[Referring expression data]

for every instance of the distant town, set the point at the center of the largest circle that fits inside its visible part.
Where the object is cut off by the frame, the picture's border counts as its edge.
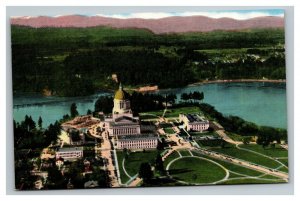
(177, 145)
(103, 102)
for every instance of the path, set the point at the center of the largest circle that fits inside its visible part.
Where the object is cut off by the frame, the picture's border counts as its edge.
(247, 164)
(202, 158)
(255, 152)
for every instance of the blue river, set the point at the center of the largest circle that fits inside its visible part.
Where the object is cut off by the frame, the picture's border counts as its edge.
(261, 103)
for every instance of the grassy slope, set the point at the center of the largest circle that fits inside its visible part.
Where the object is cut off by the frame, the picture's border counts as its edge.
(194, 170)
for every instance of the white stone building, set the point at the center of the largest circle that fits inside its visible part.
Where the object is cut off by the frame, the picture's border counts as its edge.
(70, 153)
(126, 128)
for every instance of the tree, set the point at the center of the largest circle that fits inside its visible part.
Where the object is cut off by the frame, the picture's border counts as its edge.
(89, 112)
(40, 122)
(73, 110)
(145, 172)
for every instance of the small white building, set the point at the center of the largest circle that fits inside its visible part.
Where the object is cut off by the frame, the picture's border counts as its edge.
(70, 153)
(194, 122)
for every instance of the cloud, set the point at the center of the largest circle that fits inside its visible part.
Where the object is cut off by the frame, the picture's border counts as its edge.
(215, 14)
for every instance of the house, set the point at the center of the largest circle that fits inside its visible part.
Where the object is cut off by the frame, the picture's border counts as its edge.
(69, 153)
(194, 122)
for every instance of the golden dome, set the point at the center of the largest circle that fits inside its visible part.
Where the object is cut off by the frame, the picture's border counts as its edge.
(120, 94)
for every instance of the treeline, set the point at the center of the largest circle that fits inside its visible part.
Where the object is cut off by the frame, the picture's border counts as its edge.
(29, 136)
(93, 37)
(139, 102)
(79, 61)
(265, 135)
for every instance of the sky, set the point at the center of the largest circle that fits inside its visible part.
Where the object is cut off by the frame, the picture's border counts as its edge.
(235, 14)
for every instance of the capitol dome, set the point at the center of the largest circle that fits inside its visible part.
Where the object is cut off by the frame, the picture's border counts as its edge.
(121, 94)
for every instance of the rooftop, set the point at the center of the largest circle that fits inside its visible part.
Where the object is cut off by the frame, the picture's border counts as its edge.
(138, 137)
(195, 118)
(67, 149)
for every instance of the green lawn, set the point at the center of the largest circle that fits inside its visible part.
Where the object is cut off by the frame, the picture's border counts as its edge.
(234, 136)
(272, 152)
(123, 176)
(231, 166)
(284, 161)
(252, 181)
(247, 156)
(196, 170)
(185, 153)
(135, 159)
(170, 158)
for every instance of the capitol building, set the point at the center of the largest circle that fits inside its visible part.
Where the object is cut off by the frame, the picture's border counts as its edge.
(127, 129)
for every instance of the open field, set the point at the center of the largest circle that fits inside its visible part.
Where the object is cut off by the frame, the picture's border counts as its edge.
(232, 167)
(272, 152)
(196, 170)
(135, 159)
(170, 158)
(247, 156)
(252, 181)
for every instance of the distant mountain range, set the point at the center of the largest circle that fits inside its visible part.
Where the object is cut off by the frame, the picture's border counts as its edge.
(163, 25)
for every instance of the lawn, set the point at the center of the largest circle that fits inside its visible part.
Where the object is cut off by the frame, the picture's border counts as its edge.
(135, 159)
(169, 130)
(210, 143)
(123, 176)
(252, 181)
(278, 151)
(247, 156)
(185, 153)
(234, 136)
(284, 161)
(196, 170)
(231, 166)
(170, 158)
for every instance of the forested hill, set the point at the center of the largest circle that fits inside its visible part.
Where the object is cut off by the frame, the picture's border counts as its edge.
(78, 61)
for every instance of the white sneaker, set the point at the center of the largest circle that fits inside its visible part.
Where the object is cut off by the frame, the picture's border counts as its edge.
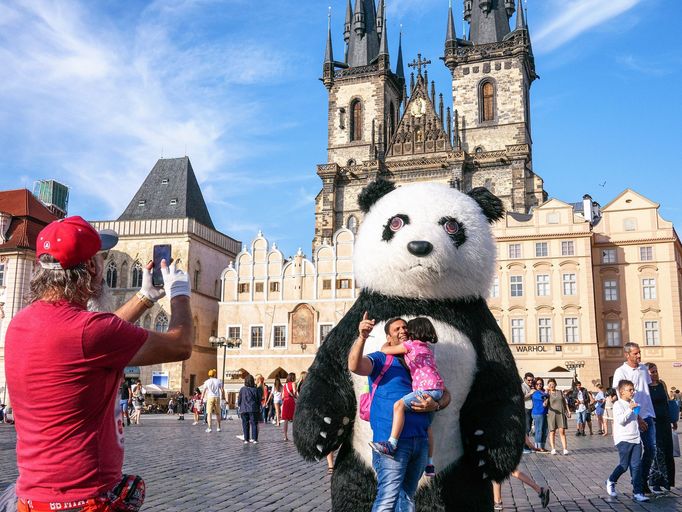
(611, 488)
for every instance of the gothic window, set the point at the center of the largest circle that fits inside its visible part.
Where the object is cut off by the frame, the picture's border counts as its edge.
(352, 224)
(487, 101)
(356, 121)
(112, 275)
(161, 324)
(392, 120)
(137, 276)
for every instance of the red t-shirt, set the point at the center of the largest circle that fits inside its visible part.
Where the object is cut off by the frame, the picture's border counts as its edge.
(64, 367)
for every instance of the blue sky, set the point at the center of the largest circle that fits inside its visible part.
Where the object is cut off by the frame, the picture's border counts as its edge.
(93, 93)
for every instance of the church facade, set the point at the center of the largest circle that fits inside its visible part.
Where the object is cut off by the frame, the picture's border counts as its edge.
(574, 281)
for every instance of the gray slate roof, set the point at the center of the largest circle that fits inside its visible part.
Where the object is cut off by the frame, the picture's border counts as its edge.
(170, 191)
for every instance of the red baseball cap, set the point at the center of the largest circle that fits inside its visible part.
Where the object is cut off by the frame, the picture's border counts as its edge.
(72, 241)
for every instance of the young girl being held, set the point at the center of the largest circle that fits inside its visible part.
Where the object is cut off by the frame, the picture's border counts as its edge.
(426, 380)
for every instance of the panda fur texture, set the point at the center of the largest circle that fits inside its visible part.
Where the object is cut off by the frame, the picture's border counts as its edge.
(437, 262)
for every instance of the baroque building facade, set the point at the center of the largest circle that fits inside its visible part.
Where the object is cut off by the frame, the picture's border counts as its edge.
(574, 281)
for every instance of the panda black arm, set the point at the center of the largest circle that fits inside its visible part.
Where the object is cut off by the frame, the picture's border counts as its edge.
(326, 407)
(493, 419)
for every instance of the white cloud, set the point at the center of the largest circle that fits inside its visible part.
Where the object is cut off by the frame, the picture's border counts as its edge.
(99, 101)
(574, 18)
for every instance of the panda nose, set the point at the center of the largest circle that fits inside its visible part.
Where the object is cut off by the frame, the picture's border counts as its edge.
(420, 248)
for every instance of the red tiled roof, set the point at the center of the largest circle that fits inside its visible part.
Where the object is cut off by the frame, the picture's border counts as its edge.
(29, 216)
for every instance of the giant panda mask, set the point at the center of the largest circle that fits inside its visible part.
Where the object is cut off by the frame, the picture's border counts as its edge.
(426, 240)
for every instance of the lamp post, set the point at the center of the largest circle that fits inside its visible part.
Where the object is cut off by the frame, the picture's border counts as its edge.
(224, 343)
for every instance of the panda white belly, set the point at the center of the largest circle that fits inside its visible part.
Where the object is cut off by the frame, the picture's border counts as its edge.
(456, 360)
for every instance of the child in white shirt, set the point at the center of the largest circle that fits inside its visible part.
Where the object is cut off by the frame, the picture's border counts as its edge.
(627, 441)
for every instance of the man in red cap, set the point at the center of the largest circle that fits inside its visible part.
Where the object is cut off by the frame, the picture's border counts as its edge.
(70, 452)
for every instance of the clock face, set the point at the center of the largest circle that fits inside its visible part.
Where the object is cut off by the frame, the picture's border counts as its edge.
(418, 107)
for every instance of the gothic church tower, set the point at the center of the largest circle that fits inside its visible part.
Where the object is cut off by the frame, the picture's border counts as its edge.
(492, 71)
(364, 104)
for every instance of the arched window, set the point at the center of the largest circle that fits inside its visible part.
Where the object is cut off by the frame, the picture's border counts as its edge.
(137, 276)
(112, 275)
(352, 224)
(392, 120)
(161, 324)
(487, 101)
(356, 121)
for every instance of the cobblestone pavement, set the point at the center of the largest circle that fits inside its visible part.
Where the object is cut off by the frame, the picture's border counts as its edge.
(187, 469)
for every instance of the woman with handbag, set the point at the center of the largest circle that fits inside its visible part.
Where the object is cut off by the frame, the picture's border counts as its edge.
(557, 416)
(289, 395)
(662, 475)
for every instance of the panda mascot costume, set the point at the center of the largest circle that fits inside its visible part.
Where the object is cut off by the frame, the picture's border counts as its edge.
(422, 250)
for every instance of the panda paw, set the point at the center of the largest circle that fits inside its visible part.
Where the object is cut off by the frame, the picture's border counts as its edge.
(328, 434)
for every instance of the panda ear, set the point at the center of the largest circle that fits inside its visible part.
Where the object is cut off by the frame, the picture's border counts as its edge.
(373, 192)
(490, 204)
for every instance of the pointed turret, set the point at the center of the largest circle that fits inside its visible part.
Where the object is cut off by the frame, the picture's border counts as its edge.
(359, 18)
(363, 43)
(520, 17)
(489, 21)
(399, 69)
(381, 22)
(349, 22)
(328, 66)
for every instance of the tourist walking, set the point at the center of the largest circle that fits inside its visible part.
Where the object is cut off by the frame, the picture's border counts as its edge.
(265, 395)
(289, 396)
(213, 392)
(276, 400)
(582, 401)
(138, 402)
(125, 399)
(249, 407)
(557, 416)
(627, 441)
(637, 373)
(662, 475)
(196, 405)
(540, 408)
(599, 408)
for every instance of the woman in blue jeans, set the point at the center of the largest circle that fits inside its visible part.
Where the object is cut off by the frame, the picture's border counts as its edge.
(540, 405)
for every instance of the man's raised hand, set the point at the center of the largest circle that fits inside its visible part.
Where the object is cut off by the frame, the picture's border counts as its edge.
(366, 326)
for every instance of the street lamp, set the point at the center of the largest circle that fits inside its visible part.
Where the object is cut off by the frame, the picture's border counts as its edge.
(224, 343)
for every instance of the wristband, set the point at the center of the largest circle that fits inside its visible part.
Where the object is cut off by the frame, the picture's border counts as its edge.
(144, 300)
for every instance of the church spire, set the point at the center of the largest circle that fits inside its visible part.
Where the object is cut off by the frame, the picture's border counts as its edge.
(520, 17)
(489, 21)
(399, 69)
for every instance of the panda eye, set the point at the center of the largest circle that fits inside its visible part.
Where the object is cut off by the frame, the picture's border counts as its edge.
(396, 223)
(451, 227)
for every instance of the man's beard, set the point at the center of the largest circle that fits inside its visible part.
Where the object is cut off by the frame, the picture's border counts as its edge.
(102, 300)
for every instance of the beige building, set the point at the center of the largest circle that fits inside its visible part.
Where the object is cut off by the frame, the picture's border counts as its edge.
(169, 209)
(281, 309)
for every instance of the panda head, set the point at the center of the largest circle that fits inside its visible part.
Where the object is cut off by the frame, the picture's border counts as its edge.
(426, 240)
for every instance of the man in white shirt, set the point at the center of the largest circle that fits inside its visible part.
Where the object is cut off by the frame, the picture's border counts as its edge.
(638, 374)
(213, 392)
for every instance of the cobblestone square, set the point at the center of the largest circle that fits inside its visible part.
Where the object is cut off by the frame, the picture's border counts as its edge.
(187, 469)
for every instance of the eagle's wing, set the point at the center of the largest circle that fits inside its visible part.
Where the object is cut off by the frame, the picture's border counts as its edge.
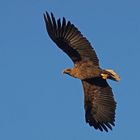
(99, 104)
(70, 40)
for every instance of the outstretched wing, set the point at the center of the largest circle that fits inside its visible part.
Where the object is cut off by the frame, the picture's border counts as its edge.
(99, 104)
(70, 40)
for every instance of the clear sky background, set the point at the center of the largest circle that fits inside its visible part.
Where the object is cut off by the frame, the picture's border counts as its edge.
(37, 102)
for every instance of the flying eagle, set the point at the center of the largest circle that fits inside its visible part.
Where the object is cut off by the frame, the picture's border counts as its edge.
(99, 103)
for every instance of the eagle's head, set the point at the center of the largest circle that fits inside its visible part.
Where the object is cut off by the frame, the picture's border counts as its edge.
(69, 72)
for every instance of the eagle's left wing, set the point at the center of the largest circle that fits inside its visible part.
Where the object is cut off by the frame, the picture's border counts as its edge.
(70, 40)
(99, 104)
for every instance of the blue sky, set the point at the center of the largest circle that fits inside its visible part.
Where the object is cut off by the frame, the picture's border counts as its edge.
(37, 102)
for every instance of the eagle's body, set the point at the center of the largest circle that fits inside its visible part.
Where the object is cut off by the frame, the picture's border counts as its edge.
(99, 102)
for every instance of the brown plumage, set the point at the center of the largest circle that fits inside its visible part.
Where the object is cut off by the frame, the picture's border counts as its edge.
(99, 102)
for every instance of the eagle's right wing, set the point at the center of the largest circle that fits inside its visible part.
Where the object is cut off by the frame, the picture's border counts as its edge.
(99, 104)
(70, 40)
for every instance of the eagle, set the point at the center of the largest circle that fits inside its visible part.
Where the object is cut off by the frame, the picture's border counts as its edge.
(99, 103)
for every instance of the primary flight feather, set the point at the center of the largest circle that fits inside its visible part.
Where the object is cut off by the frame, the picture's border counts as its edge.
(99, 102)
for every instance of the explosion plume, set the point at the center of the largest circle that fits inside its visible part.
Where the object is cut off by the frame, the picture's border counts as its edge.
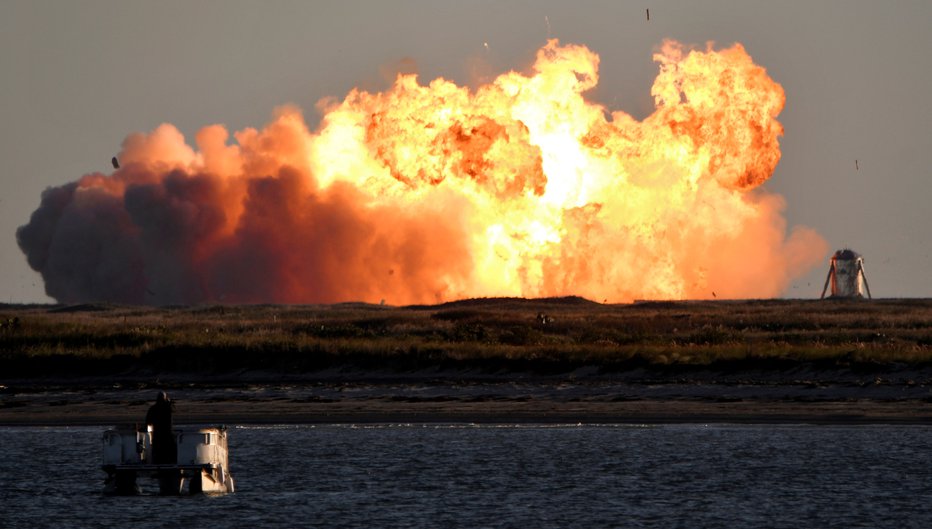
(426, 193)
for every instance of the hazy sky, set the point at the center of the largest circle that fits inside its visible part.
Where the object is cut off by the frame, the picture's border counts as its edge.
(77, 77)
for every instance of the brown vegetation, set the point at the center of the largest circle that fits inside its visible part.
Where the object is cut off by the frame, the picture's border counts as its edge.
(484, 335)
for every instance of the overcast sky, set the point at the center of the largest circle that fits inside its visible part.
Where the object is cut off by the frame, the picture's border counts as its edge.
(77, 77)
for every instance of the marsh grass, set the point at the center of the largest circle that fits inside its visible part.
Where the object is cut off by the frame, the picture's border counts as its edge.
(491, 335)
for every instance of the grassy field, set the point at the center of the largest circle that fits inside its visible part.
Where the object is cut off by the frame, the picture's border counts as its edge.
(484, 335)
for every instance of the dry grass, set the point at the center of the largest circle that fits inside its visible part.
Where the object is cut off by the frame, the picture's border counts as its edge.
(491, 335)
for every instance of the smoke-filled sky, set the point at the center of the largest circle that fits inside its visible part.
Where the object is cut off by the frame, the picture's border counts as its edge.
(78, 78)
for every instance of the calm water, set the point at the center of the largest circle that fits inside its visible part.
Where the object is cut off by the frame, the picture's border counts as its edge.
(499, 476)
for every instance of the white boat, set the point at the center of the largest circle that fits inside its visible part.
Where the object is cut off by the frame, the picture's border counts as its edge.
(202, 466)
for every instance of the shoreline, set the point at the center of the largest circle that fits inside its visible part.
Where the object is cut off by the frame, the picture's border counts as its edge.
(479, 404)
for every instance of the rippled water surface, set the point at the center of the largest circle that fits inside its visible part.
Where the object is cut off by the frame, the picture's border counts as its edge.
(499, 476)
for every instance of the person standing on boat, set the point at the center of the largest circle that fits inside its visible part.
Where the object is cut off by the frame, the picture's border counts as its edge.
(164, 449)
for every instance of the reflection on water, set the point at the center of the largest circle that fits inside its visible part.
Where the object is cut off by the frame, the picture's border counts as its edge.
(412, 475)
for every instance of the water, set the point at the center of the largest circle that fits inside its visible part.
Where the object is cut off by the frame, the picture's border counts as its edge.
(499, 476)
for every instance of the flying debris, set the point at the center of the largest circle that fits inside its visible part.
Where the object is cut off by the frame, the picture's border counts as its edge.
(519, 187)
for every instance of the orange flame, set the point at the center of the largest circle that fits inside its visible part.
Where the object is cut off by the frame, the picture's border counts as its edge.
(431, 193)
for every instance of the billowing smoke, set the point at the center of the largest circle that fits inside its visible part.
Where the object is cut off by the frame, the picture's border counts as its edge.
(422, 194)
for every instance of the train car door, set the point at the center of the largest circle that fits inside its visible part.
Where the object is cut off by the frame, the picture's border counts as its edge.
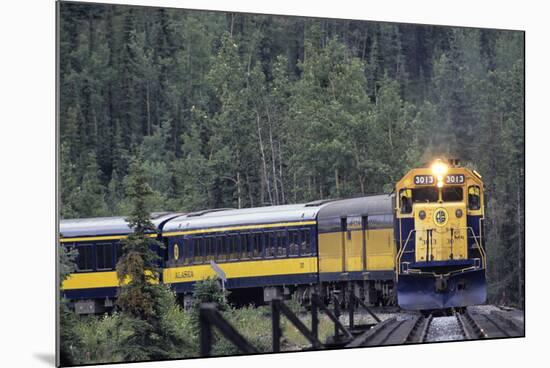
(343, 243)
(364, 237)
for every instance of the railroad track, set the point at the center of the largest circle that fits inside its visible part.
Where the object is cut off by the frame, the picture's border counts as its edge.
(467, 325)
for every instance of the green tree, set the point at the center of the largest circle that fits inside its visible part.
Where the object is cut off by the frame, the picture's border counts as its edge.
(141, 299)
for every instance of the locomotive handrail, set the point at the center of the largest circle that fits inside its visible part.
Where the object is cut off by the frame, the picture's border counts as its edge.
(467, 228)
(400, 254)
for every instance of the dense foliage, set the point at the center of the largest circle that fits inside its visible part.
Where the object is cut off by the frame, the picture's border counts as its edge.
(235, 110)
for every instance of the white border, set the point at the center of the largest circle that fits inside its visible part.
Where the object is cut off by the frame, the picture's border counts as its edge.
(27, 184)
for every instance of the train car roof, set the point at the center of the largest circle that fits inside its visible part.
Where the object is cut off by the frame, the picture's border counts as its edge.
(98, 226)
(330, 215)
(380, 204)
(244, 216)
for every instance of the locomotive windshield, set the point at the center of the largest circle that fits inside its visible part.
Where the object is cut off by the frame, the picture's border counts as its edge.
(430, 194)
(424, 195)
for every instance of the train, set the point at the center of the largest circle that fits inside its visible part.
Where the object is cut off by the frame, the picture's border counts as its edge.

Work instructions:
Beginning with the line above that contains "for every instance of the eagle's body, set", copy each line exactly up to and including the line that contains "for every instance of the explosion", and go no further.

Task answer:
for every instance of the eagle's body, set the point at the center of the largest circle that fits inside its visible part.
Where the object is cut off by the frame, the picture's border counts as its edge.
(99, 102)
for every instance of the brown plumage, set the point at the center of the largest circle that fits inside its visible part.
Where the object is cut off by the frame, the picture's border counts as its edge.
(99, 102)
for every instance of the eagle's right wing, set the point at the center of the largest circle that fits inside its visible part.
Where the object is cut off by the frame, the picture's border counts as its edge.
(99, 104)
(70, 40)
for every instance of the eagle, set the point at the center of the largest circle that fits inside its visible part.
Where the object is cut off by the frame, the picture's border counts as its edge.
(99, 103)
for every instance of the primary flight feather, set the point at the center of the largest circle that fits inside its visible part.
Where the object is cut off by the frame, the picture's border counts as its edge.
(99, 102)
for every instance of the explosion plume, set the point at the center of the largest circle that fits inside its visible part.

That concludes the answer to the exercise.